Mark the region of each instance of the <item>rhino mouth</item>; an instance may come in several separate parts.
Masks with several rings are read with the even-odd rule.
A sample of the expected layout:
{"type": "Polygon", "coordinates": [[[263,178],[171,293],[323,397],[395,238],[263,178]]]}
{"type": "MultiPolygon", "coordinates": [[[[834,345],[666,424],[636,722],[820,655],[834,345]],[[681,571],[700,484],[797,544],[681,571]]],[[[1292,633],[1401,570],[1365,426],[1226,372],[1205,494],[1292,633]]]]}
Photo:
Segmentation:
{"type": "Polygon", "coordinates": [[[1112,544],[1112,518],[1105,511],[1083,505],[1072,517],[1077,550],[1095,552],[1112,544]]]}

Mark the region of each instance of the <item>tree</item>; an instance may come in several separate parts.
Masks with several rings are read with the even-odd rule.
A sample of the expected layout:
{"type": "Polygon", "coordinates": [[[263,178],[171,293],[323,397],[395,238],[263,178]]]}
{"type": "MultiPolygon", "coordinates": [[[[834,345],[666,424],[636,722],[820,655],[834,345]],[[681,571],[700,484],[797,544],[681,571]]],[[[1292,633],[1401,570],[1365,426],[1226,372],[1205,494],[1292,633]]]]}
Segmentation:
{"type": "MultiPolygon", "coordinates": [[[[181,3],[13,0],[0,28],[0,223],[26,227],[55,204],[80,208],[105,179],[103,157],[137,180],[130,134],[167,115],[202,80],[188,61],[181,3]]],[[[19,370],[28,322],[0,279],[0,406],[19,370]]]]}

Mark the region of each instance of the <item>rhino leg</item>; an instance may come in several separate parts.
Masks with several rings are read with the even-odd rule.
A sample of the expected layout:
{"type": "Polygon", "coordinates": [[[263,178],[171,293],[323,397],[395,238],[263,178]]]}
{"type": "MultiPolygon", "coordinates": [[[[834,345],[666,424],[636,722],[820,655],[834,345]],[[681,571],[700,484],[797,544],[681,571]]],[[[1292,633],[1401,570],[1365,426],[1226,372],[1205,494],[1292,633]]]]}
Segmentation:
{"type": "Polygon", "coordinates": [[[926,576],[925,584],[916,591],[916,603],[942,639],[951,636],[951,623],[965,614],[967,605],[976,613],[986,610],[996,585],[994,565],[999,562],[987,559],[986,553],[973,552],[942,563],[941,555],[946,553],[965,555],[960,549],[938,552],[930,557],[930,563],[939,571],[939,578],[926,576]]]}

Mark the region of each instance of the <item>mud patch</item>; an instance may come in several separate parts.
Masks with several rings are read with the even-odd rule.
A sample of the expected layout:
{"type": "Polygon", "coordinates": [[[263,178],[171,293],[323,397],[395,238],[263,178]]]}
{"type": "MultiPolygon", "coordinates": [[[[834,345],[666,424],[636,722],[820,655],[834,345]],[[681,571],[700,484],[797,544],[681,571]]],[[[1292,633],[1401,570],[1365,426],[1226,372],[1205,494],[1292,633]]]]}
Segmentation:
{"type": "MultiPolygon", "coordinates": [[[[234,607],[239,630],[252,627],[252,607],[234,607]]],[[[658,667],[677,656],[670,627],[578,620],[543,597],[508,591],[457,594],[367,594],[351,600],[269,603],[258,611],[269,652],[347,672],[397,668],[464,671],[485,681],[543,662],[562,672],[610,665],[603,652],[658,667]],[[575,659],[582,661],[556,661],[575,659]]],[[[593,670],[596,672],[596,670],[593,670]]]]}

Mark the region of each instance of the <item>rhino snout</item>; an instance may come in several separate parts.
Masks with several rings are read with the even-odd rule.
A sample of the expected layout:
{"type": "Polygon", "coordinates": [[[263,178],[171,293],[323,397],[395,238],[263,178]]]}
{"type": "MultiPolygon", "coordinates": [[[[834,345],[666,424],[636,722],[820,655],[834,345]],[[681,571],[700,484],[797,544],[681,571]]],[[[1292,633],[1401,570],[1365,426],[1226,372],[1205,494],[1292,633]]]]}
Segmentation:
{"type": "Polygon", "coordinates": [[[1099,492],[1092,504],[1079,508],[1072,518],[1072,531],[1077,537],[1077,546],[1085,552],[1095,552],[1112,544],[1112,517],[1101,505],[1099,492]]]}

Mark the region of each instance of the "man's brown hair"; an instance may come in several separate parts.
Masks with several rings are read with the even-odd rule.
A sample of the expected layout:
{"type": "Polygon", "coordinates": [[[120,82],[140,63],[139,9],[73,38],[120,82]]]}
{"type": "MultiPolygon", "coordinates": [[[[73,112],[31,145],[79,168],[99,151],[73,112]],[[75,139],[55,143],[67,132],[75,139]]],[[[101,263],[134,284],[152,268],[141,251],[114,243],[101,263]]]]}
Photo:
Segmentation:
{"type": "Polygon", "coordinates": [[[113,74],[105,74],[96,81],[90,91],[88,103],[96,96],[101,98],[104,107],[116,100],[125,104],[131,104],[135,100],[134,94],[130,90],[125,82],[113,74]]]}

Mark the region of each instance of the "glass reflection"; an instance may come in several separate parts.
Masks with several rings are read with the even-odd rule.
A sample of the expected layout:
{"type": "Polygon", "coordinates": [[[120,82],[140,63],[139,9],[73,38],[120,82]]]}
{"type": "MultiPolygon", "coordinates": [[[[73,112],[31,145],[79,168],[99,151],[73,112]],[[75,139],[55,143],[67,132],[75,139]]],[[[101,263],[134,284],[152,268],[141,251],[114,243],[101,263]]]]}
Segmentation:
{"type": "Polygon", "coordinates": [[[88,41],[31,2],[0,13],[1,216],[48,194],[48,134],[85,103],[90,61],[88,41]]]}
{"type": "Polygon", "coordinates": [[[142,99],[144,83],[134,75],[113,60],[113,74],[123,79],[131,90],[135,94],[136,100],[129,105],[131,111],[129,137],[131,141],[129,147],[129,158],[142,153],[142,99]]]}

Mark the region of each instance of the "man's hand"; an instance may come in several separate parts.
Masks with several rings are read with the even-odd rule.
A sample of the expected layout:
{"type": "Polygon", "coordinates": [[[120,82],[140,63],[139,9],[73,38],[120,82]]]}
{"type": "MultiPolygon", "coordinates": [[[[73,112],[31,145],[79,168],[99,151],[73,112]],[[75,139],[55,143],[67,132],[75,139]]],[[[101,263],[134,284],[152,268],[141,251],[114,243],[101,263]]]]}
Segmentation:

The exercise » Transcribe the records above exactly as they appear.

Answer to the problem »
Mark the region of each instance of the <item>rhino mouth</item>; an instance may come in several separate parts.
Masks with several rings are read with the even-odd rule.
A sample of the expected layout:
{"type": "Polygon", "coordinates": [[[263,178],[171,293],[323,397],[395,238],[263,178]]]}
{"type": "MultiPolygon", "coordinates": [[[[834,345],[666,424],[636,722],[820,655],[834,345]],[[681,571],[700,484],[797,544],[681,571]]],[[[1292,633],[1401,570],[1365,426],[1226,372],[1205,494],[1292,633]]]]}
Photo:
Segmentation:
{"type": "Polygon", "coordinates": [[[1112,544],[1112,518],[1105,511],[1083,505],[1072,517],[1077,550],[1095,552],[1112,544]]]}

Mark the region of each instance of the <item>tree</item>; an instance may come in several separate parts.
Masks with several rings are read with the even-odd rule.
A sample of the expected layout:
{"type": "Polygon", "coordinates": [[[263,178],[171,293],[323,397],[395,238],[263,178]]]}
{"type": "MultiPolygon", "coordinates": [[[[834,345],[666,424],[636,722],[820,655],[834,345]],[[681,571],[700,484],[797,544],[681,571]]],[[[1292,633],[1401,570],[1365,426],[1226,372],[1205,494],[1292,633]]]]}
Segmentation:
{"type": "MultiPolygon", "coordinates": [[[[181,3],[13,0],[0,28],[0,223],[26,227],[55,204],[80,208],[105,179],[103,157],[137,180],[130,134],[167,115],[202,80],[188,61],[181,3]]],[[[19,370],[28,322],[0,279],[0,406],[19,370]]]]}

Mark the region of each instance of the <item>rhino leg</item>; an instance may come in several separate parts.
Masks with several rings are read with the even-odd rule.
A sample of the expected layout:
{"type": "Polygon", "coordinates": [[[263,178],[171,293],[323,397],[395,238],[263,178]]]}
{"type": "MultiPolygon", "coordinates": [[[[834,345],[666,424],[636,722],[820,655],[834,345]],[[681,571],[700,484],[797,544],[681,571]]],[[[1292,633],[1401,570],[1365,426],[1226,372],[1205,494],[1292,633]]]]}
Segmentation:
{"type": "Polygon", "coordinates": [[[926,576],[925,584],[916,591],[916,603],[942,639],[951,636],[951,623],[965,614],[967,605],[976,613],[986,610],[996,585],[994,565],[999,562],[987,559],[986,553],[973,552],[942,563],[941,555],[946,553],[965,555],[960,549],[938,552],[930,557],[930,563],[939,571],[939,578],[926,576]]]}

Mark the region of each instance of the <item>mud patch</item>; an instance may come in several separate parts.
Masks with several rings are read with the even-odd rule.
A sample of the expected layout:
{"type": "Polygon", "coordinates": [[[263,178],[171,293],[323,397],[395,238],[263,178]]]}
{"type": "MultiPolygon", "coordinates": [[[[834,345],[666,424],[636,722],[820,655],[834,345]],[[681,571],[700,484],[797,544],[681,571]]],[[[1292,633],[1401,570],[1365,426],[1226,372],[1205,494],[1292,633]]]]}
Segmentation:
{"type": "MultiPolygon", "coordinates": [[[[234,607],[239,630],[252,627],[252,607],[234,607]]],[[[658,667],[677,656],[670,627],[578,620],[543,597],[508,591],[457,594],[367,594],[351,600],[269,603],[258,611],[269,652],[347,672],[397,668],[464,671],[485,681],[543,662],[562,672],[610,665],[603,652],[658,667]],[[575,659],[582,661],[556,661],[575,659]]],[[[593,670],[596,672],[596,670],[593,670]]]]}

Mark the region of each instance of the <item>rhino snout</item>; an instance may come in several separate parts.
Masks with several rings are read with the even-odd rule.
A sample of the expected layout:
{"type": "Polygon", "coordinates": [[[263,178],[171,293],[323,397],[395,238],[263,178]]]}
{"type": "MultiPolygon", "coordinates": [[[[834,345],[666,424],[636,722],[820,655],[834,345]],[[681,571],[700,484],[797,544],[681,571]]],[[[1292,633],[1401,570],[1365,426],[1226,372],[1205,494],[1292,633]]]]}
Segmentation:
{"type": "Polygon", "coordinates": [[[1099,492],[1092,504],[1079,508],[1072,518],[1072,531],[1077,537],[1077,546],[1085,552],[1095,552],[1112,544],[1112,517],[1101,505],[1099,492]]]}

Mark the region of each instance of the "man's brown hair"; an instance may come in several separate parts.
Masks with several rings are read with the even-odd rule.
A sample of the expected layout:
{"type": "Polygon", "coordinates": [[[120,82],[140,63],[139,9],[73,38],[120,82]]]}
{"type": "MultiPolygon", "coordinates": [[[[73,112],[31,145],[79,168],[99,151],[73,112]],[[75,139],[55,143],[67,132],[75,139]]],[[[101,263],[134,284],[152,268],[141,251],[114,243],[101,263]]]]}
Photo:
Segmentation:
{"type": "Polygon", "coordinates": [[[113,74],[105,74],[96,81],[90,91],[88,103],[96,96],[101,98],[104,107],[116,100],[125,104],[131,104],[135,100],[134,94],[130,90],[125,82],[113,74]]]}

Mark the region of each instance of the "glass reflection"; an instance may come in several separate parts.
Masks with several rings are read with the even-odd rule.
A sample of the expected layout:
{"type": "Polygon", "coordinates": [[[120,82],[140,63],[139,9],[73,38],[120,82]]]}
{"type": "MultiPolygon", "coordinates": [[[[73,112],[31,145],[79,168],[99,151],[73,112]],[[75,139],[55,143],[67,132],[75,139]]],[[[101,263],[134,284],[152,268],[141,251],[114,243],[101,263]]]]}
Segmentation:
{"type": "Polygon", "coordinates": [[[88,41],[31,2],[0,13],[1,216],[48,194],[48,134],[85,103],[90,61],[88,41]]]}
{"type": "Polygon", "coordinates": [[[142,99],[144,83],[134,75],[113,60],[113,74],[123,79],[131,90],[135,94],[136,100],[129,105],[131,111],[129,137],[131,141],[129,147],[129,158],[142,153],[142,99]]]}

Mark the region of each instance of the "man's hand"; an instance may come in several separate parts.
Masks with several rings are read with the even-odd rule.
A sample of the expected layout:
{"type": "Polygon", "coordinates": [[[120,82],[140,63],[139,9],[73,38],[120,82]]]}
{"type": "MultiPolygon", "coordinates": [[[[73,112],[31,145],[79,168],[99,151],[73,112]],[[75,139],[55,143],[67,132],[75,139]]],[[[101,263],[134,284],[152,268],[141,251],[114,243],[101,263]]]]}
Segmentation:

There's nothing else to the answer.